» Untersuchter Text

Beginnen wir also - notwendigerweise stark zugespitzt - mit jenem "neoliberalen" Zeitgeist, der unsere Gesellschaft nun schon über einige Jahrzehnte hinweg fest im Griff hat: Er implementiert nicht nur in der ökonomischen, sondern auch in der politischen Dimension die kapitalistischen Grundtendenzen moderner, westlicher Gesellschaften und führt auf diesem Weg zu einer Aushöhlung demokratischer Systeme, was Colin Crouch auf den Buchtitel der "Post Democracy" gebracht hat.

Hinzu kommt in der sozialen Dimension ein gewissermaßen "postmoderner" Trend zum Relativismus, der sich unter anderem in einer Verbreitung von trivialisierten Formen des "radikalen Konstruktivismus" äußert: Man verwechselt die Unmöglichkeit eines direkten Zugangs für Beobachter zur Kant’schen Welt der Dinge "an sich" mit subjektiver Beliebigkeit und bahnt auf Basis dieses Kurzschlusses einer naiven Neutralität den Weg, die sich von intersubjektiver Wahrheitsfindung durch Argumentation oder gar von objektiven Fakten und empirischer Evidenz verabschiedet, wie beispielsweise Philipp Kohlhöfer in seinem jüngst erschienenen Buch "Pandemien" gezeigt hat.

[Lokalisierungsdaten mit einem Punkt pro Instanz]
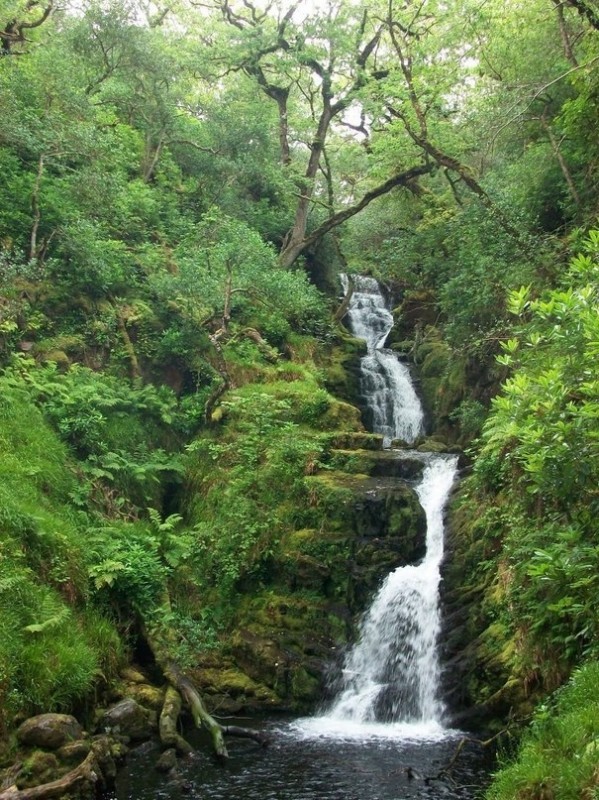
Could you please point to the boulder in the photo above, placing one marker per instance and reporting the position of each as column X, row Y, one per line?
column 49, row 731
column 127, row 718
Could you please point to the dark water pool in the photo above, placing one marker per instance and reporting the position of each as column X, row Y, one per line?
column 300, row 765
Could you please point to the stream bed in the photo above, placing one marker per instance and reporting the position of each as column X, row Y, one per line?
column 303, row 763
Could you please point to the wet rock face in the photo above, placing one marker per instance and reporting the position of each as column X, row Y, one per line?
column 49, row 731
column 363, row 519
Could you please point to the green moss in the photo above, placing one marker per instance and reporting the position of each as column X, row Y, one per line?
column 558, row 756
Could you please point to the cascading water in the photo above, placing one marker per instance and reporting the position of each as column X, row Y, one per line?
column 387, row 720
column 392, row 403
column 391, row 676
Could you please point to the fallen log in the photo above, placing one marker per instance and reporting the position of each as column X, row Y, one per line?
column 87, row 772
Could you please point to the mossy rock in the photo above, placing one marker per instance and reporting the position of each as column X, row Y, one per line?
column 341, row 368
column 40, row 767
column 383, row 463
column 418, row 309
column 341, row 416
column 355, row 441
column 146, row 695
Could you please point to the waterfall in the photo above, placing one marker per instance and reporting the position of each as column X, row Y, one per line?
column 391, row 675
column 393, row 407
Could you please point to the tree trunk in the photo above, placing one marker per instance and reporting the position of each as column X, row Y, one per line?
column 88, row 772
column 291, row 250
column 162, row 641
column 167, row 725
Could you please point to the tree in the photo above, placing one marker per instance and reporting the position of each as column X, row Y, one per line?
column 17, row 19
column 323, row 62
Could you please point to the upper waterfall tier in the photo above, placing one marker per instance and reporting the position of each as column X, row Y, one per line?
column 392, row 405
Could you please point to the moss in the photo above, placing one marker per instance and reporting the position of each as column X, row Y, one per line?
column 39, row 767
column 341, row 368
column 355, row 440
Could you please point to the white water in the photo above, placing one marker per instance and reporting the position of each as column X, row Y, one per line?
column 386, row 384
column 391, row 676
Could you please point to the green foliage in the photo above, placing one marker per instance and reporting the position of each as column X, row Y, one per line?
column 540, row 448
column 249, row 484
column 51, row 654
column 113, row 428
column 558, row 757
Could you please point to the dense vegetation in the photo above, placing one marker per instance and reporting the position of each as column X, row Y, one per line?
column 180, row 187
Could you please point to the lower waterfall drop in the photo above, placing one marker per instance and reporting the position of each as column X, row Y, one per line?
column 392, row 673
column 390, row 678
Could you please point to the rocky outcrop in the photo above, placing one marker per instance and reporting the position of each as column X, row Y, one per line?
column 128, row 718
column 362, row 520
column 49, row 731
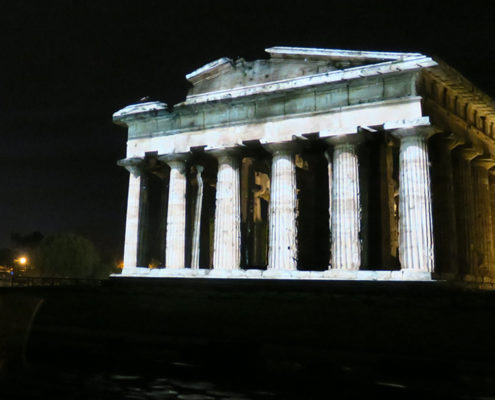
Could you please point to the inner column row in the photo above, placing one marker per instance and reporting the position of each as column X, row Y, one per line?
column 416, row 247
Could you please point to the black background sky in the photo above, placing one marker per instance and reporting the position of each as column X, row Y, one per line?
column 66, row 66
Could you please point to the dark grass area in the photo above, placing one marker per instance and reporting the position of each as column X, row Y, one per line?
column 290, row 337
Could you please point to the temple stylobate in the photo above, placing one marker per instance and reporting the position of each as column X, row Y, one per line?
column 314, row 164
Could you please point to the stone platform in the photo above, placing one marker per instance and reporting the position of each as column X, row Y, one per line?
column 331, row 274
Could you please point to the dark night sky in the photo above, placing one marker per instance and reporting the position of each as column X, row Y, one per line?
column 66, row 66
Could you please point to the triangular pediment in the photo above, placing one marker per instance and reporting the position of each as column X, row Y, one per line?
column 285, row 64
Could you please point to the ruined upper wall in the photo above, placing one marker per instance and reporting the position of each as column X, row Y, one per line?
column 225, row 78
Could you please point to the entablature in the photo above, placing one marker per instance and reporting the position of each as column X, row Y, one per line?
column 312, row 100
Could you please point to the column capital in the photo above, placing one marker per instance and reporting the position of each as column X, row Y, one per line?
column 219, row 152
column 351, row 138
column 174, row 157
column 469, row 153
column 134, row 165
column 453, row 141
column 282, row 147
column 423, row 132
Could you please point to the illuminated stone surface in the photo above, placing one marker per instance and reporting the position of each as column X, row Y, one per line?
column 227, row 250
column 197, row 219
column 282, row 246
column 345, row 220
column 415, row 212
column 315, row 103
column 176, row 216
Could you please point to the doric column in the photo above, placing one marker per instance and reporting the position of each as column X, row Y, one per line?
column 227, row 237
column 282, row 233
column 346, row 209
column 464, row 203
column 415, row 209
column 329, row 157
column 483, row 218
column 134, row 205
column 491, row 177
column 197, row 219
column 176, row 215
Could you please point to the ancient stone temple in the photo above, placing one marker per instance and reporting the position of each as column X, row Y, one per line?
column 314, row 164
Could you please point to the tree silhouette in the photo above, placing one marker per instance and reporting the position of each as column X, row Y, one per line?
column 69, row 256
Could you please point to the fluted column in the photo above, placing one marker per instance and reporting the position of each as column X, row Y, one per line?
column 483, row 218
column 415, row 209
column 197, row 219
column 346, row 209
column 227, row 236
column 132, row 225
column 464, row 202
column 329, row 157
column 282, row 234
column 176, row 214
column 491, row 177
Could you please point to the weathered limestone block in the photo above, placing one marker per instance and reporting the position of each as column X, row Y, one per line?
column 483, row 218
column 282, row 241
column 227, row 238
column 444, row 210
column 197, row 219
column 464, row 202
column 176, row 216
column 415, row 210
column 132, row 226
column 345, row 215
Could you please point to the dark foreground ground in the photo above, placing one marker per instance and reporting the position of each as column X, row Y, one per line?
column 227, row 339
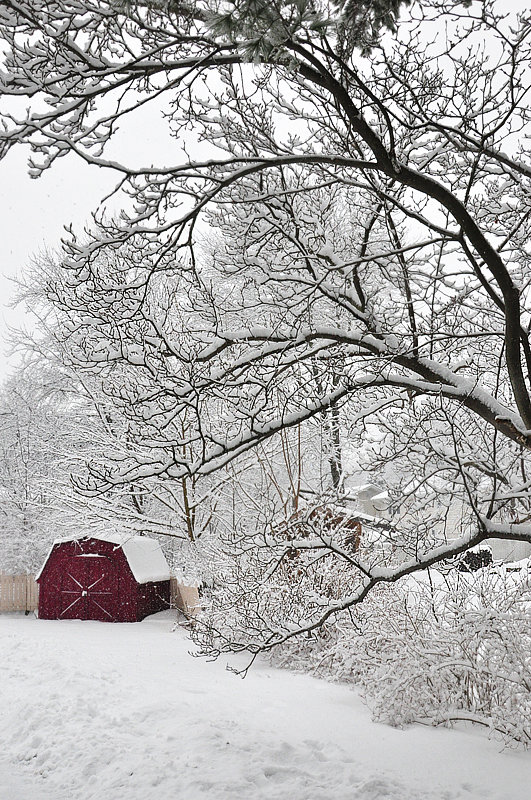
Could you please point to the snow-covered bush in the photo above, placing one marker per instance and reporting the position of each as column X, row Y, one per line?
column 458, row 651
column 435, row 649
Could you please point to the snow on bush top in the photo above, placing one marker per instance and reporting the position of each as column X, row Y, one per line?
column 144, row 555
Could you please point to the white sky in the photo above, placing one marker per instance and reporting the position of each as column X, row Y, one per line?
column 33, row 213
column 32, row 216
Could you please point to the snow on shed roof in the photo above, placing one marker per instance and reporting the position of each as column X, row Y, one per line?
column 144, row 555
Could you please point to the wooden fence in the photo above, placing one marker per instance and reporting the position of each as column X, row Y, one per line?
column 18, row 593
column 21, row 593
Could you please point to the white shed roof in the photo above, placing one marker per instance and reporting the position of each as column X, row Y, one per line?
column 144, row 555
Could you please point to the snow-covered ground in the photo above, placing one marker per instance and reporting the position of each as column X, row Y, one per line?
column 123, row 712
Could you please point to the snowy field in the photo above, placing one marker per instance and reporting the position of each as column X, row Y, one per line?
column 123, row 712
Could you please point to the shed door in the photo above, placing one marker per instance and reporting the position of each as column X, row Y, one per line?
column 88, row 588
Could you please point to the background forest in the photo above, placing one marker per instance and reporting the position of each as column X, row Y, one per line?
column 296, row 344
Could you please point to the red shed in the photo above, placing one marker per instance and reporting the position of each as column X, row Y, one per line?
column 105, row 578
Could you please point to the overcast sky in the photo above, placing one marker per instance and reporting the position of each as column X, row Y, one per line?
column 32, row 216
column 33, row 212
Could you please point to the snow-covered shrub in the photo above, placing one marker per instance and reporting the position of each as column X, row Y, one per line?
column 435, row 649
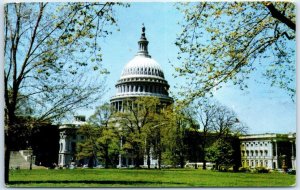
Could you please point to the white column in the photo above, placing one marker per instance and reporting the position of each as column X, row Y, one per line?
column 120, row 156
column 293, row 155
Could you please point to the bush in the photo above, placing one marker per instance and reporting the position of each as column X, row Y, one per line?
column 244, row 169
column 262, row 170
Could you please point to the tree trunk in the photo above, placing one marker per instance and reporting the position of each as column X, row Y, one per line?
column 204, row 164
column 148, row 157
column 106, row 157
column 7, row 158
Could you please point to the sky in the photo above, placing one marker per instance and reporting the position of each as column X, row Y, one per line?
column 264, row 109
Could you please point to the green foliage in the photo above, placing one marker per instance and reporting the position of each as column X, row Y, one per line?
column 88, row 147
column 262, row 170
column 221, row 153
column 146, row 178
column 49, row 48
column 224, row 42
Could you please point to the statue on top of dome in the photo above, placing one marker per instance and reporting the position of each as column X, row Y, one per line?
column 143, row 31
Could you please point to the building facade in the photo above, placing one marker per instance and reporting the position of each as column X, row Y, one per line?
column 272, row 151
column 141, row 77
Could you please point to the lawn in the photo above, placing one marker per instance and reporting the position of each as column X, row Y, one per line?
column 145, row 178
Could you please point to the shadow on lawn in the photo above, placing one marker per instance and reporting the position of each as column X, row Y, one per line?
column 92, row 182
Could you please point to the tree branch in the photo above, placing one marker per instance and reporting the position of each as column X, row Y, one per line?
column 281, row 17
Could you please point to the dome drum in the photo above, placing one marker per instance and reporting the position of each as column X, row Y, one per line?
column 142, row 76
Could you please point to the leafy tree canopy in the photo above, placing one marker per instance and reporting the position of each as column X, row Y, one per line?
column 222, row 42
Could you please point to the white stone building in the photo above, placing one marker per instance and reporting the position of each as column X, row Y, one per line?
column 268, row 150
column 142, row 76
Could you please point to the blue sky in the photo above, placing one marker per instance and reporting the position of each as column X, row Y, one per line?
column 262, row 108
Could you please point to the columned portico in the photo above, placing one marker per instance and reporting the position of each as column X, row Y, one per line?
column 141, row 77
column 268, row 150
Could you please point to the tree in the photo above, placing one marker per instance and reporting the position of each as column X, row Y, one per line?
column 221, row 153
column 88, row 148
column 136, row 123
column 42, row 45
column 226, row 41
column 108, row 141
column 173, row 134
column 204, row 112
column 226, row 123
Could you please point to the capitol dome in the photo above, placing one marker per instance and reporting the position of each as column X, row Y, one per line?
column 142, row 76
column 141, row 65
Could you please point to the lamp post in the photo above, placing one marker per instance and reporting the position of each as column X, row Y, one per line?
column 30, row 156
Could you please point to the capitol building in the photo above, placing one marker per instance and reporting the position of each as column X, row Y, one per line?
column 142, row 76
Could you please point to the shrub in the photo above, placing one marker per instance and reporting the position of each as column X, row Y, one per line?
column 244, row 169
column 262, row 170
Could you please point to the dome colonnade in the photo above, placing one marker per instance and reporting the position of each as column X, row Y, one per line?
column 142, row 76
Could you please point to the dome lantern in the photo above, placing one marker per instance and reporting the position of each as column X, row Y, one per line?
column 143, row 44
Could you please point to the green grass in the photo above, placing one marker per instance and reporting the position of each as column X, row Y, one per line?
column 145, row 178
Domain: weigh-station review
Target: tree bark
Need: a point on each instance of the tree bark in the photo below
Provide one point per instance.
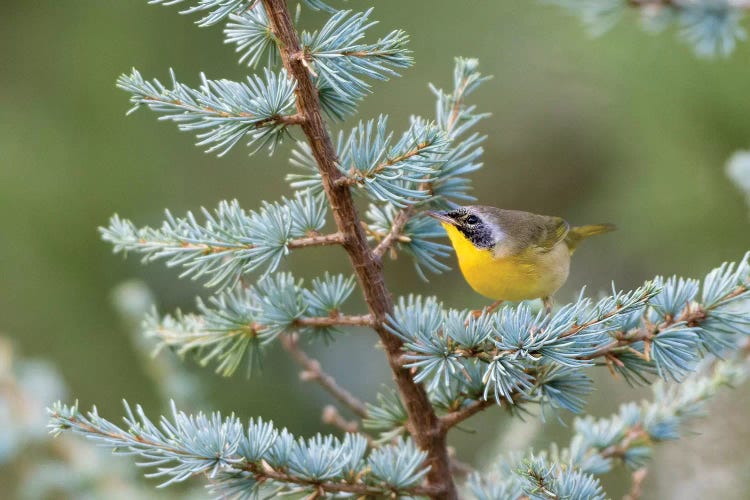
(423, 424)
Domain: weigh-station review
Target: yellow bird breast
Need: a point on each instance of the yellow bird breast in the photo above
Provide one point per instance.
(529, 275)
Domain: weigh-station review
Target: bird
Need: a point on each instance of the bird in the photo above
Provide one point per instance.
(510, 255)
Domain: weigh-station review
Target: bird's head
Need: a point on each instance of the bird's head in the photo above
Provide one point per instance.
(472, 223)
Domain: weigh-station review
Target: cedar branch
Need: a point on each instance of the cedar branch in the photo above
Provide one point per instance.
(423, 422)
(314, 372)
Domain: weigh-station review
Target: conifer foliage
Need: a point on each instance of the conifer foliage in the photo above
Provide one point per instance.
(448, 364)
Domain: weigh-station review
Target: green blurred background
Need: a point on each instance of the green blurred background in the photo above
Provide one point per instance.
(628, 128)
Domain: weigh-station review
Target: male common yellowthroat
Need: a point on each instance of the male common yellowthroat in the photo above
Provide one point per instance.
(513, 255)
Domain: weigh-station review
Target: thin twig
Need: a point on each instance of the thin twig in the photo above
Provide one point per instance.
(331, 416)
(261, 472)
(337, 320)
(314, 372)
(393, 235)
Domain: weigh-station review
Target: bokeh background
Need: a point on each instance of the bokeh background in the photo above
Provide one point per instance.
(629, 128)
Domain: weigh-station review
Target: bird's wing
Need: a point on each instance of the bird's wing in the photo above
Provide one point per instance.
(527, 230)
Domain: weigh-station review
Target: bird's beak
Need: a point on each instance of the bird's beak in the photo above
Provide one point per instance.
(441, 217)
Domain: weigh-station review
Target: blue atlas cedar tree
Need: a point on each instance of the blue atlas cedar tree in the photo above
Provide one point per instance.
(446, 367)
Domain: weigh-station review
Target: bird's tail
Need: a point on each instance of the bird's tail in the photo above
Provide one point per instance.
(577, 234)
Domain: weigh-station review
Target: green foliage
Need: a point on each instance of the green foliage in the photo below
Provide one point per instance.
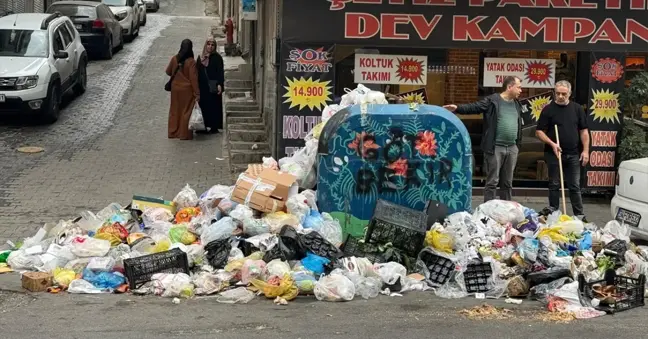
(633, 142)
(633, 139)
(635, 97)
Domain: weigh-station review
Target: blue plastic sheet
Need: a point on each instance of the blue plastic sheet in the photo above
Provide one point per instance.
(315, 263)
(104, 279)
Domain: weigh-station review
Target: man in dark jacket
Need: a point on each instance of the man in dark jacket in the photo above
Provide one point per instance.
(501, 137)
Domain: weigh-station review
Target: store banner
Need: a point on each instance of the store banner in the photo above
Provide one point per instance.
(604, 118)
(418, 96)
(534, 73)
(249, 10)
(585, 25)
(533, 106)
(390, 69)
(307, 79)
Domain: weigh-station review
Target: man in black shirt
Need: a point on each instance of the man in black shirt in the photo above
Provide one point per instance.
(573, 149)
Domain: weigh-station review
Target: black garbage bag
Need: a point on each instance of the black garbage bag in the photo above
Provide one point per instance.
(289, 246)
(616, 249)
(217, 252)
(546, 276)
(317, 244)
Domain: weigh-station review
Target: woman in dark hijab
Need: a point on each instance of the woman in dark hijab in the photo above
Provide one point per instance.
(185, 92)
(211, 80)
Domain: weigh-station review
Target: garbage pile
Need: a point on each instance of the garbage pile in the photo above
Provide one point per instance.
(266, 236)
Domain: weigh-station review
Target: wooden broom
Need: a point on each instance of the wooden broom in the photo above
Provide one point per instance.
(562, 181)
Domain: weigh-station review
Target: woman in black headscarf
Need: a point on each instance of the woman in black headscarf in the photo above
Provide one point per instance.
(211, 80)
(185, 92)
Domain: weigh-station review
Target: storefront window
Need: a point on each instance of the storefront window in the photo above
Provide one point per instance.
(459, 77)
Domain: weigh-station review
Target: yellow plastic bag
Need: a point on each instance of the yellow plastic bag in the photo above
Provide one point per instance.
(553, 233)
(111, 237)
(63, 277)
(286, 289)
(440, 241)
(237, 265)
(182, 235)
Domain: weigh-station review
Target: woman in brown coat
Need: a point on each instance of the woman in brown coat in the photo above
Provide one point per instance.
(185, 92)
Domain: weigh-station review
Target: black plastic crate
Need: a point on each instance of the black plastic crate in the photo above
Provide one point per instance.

» Aufgaben
a) Auf welchen Buchtitel hat Colin Crouch laut dem Text über den neoliberalen Zeitgeist die Aushöhlung demokratischer Systeme gebracht?
b) Führe den Text über den neoliberalen Zeitgeist nach seinem letzten Satz fort.

» Erwartete Antworten
a) Auf den Titel „Post Democracy“.

b)
Außerdem sehen wir in der kulturellen Dimension, dass die zunächst in Deutschland von Georg Picht diagnostizierte "Bildungskatastrophe" samt der in Österreich über "Unbildung" und "Halbbildung" (Zitat Konrad Paul Liessmann) geführten Debatte auf Dauer gestellt scheint - man denke nur an euphorische Befürworter und erbitterte Gegner von Bildungsreformen rund um die Neue Mittelschule oder die (mit ihrer Ausrichtung an kurzfristiger Kompetenzorientierung der Aufklärung und dem klassischen Humanismus zugunsten von Arbeitsmarktfähigkeit eine Absage erteilende) Zentralmatura.

Aushöhlung des Solidaritätsprinzips

Bei näherem Hinsehen lässt sich dann in weiterer Folge feststellen, dass erstens die Aushöhlung des Solidaritätsprinzips in einer "Gesellschaft auf dem Ego-Trip" (Zitat Heike Leitschuh) nicht unwesentlich auf der wechselseitigen Verstärkung von postdemokratischem Neoliberalismus einerseits und postmodernem Relativismus andererseits gründet, dass zweitens die um sich greifende Wissenschaftsskepsis samt der damit einhergehenden Anfälligkeit unserer Gesellschaft für "Fake News" ihre Grundlage in einer Kombination aus dem Trend zum trivialen Relativieren und dem naiven Verzicht auf aufklärerisches Denken mit Idealen wie Vernunftgebrauch und Urteilskraft hat, sowie dass nicht zuletzt drittens die vielbeschworene Politikverdrossenheit samt der Suche nach neuen Leitfiguren und dem zu beobachtenden Esoterik-Boom ein Ergebnis der unheilvollen Allianz aus gegenaufklärerischen Tendenzen im Bildungssystem einerseits und den kapitalistischen Mechanismen von Neoliberalismus und Postdemokratie andererseits darstellt.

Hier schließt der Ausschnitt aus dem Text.